(Task directions): Reproduce the records below verbatim, keeping every line unchanged.

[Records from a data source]

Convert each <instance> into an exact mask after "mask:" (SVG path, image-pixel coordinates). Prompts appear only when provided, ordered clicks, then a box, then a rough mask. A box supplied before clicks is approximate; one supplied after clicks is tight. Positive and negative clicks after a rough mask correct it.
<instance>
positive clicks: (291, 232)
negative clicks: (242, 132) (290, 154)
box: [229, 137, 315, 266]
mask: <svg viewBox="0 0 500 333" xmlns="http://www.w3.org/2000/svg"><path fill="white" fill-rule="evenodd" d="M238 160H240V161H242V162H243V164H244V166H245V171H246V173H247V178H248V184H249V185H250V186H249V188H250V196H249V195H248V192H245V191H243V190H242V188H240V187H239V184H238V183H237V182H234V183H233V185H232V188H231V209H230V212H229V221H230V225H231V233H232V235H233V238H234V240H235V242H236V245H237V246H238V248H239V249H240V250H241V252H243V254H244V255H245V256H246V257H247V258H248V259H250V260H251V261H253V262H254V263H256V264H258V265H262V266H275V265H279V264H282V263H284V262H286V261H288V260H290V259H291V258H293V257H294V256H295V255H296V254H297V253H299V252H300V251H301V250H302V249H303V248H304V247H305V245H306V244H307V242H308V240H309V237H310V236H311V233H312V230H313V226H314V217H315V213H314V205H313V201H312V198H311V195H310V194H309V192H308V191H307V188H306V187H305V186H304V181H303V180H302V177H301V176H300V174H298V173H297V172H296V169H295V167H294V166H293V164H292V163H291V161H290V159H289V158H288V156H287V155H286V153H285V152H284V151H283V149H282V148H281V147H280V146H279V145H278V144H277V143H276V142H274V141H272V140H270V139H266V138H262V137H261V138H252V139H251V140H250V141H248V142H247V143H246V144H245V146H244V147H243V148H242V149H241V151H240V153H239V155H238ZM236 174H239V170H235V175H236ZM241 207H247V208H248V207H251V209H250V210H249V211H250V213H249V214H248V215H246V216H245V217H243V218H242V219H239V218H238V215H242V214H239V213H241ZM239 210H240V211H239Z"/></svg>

(Written response):
Convert each <instance> into an exact mask after "mask:" (SVG path, image-pixel coordinates). Prompts appear only when provided, ordered clicks, then a box, then a rough mask. A box supplied before clicks is approximate; one supplied after clicks is tight. Positive and negative clicks after a rough mask correct it.
<instance>
positive clicks: (291, 232)
negative clicks: (242, 132) (290, 154)
box: [229, 137, 315, 266]
mask: <svg viewBox="0 0 500 333" xmlns="http://www.w3.org/2000/svg"><path fill="white" fill-rule="evenodd" d="M238 160H240V161H242V162H243V164H244V166H245V171H246V173H247V178H248V184H249V185H250V186H249V188H250V196H249V195H248V192H245V191H243V190H242V188H240V187H239V184H238V183H237V182H234V183H233V185H232V188H231V209H230V212H229V221H230V225H231V233H232V235H233V238H234V240H235V242H236V245H237V246H238V248H239V249H240V250H241V252H243V254H244V255H245V256H246V257H247V258H248V259H250V260H251V261H253V262H254V263H256V264H258V265H262V266H275V265H279V264H282V263H284V262H286V261H288V260H290V259H291V258H293V257H294V256H295V255H296V254H297V253H299V252H300V251H301V250H302V249H303V248H304V247H305V245H306V244H307V242H308V240H309V237H310V236H311V233H312V230H313V226H314V217H315V213H314V205H313V201H312V198H311V195H310V194H309V192H308V191H307V188H306V187H305V186H304V181H303V180H302V177H301V176H300V174H298V173H297V172H296V169H295V167H294V166H293V164H292V163H291V161H290V159H289V158H288V156H287V155H286V153H285V152H284V151H283V149H282V148H281V147H280V146H279V145H278V144H277V143H276V142H274V141H272V140H270V139H266V138H262V137H261V138H252V139H251V140H250V141H248V142H247V143H246V144H245V146H244V147H243V148H242V149H241V151H240V153H239V155H238ZM236 174H239V170H235V175H236ZM241 207H247V208H248V207H251V209H250V210H249V211H250V213H249V214H248V215H246V216H245V217H243V218H242V219H239V218H238V215H242V214H239V213H241ZM239 210H240V211H239Z"/></svg>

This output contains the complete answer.